══ Extracted records

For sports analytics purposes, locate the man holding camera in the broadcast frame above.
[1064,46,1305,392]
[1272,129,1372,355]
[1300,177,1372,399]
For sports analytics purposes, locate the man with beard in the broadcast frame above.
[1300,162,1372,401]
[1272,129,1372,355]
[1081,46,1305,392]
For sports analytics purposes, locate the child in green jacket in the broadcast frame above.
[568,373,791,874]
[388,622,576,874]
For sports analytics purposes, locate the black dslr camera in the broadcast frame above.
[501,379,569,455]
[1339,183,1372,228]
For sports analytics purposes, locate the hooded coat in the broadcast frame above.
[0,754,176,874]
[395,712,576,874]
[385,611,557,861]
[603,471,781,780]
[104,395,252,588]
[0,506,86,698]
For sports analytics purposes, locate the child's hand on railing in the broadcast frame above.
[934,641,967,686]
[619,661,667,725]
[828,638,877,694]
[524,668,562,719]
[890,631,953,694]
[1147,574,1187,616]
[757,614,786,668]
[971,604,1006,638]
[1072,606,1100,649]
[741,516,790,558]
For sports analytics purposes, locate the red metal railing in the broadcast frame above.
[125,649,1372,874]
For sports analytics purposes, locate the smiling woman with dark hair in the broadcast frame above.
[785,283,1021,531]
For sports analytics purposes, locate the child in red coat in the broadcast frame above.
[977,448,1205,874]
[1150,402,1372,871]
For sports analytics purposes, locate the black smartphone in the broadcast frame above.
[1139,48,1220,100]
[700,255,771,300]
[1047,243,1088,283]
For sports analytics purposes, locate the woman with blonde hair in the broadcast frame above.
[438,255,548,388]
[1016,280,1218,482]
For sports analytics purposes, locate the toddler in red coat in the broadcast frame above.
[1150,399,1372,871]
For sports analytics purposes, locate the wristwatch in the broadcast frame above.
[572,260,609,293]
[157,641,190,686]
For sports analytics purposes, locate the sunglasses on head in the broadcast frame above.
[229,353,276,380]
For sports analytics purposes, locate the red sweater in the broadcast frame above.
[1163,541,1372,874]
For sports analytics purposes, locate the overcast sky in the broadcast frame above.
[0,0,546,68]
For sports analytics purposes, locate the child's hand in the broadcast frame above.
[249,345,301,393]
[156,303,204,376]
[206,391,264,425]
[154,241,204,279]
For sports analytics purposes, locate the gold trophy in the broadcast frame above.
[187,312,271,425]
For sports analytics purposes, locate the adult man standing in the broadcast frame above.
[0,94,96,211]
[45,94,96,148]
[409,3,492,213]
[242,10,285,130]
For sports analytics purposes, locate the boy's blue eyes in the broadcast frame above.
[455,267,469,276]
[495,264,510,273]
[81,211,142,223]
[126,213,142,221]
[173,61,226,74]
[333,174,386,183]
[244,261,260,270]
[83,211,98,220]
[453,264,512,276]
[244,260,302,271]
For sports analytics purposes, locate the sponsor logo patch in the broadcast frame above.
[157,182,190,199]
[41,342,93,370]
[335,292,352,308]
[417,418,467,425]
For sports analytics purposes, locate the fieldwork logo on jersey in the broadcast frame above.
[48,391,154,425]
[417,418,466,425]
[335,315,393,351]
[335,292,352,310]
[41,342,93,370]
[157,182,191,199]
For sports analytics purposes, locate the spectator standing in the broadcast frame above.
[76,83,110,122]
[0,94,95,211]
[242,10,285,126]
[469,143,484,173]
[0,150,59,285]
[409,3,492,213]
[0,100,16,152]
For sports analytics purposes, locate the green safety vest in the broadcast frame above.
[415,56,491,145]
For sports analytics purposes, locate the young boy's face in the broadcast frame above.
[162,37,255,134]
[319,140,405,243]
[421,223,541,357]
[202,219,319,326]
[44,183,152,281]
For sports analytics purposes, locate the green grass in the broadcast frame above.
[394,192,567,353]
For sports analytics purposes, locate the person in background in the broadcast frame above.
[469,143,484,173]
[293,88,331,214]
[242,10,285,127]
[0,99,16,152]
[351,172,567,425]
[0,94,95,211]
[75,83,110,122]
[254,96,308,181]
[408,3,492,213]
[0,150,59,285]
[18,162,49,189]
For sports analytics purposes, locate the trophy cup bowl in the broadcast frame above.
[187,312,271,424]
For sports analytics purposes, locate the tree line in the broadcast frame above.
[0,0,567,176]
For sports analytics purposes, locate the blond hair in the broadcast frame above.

════

> [Given task] Rewrite the stretch of lines from the one containing "For sports analytics purposes, locate the child's hand on" through the one containing "[1047,243,1088,283]", changing "smartphone" to "mobile phone" and leaving everything else as it is.

> [Exercise output]
For sports analytics purposes, locate the child's hand on railing in the broadcast frame above.
[934,641,967,686]
[619,661,667,725]
[828,638,877,694]
[524,668,562,719]
[890,631,953,694]
[1147,574,1187,616]
[757,614,786,668]
[971,604,1006,638]
[1072,606,1100,649]
[741,516,790,558]
For sports analytics purposes, locate the red metal railing in the broadcast frame above.
[125,649,1372,874]
For sports analytics purposes, locate the smiling woman with dark hair in the broadcast frame above.
[785,283,1021,531]
For sports analytics purposes, locate the child in red coat in the broadcast frame above.
[977,448,1205,874]
[1150,402,1372,871]
For sports analytics purposes, locate the black mobile phone in the broadcast frame above.
[1139,48,1220,100]
[700,255,771,300]
[1047,243,1088,283]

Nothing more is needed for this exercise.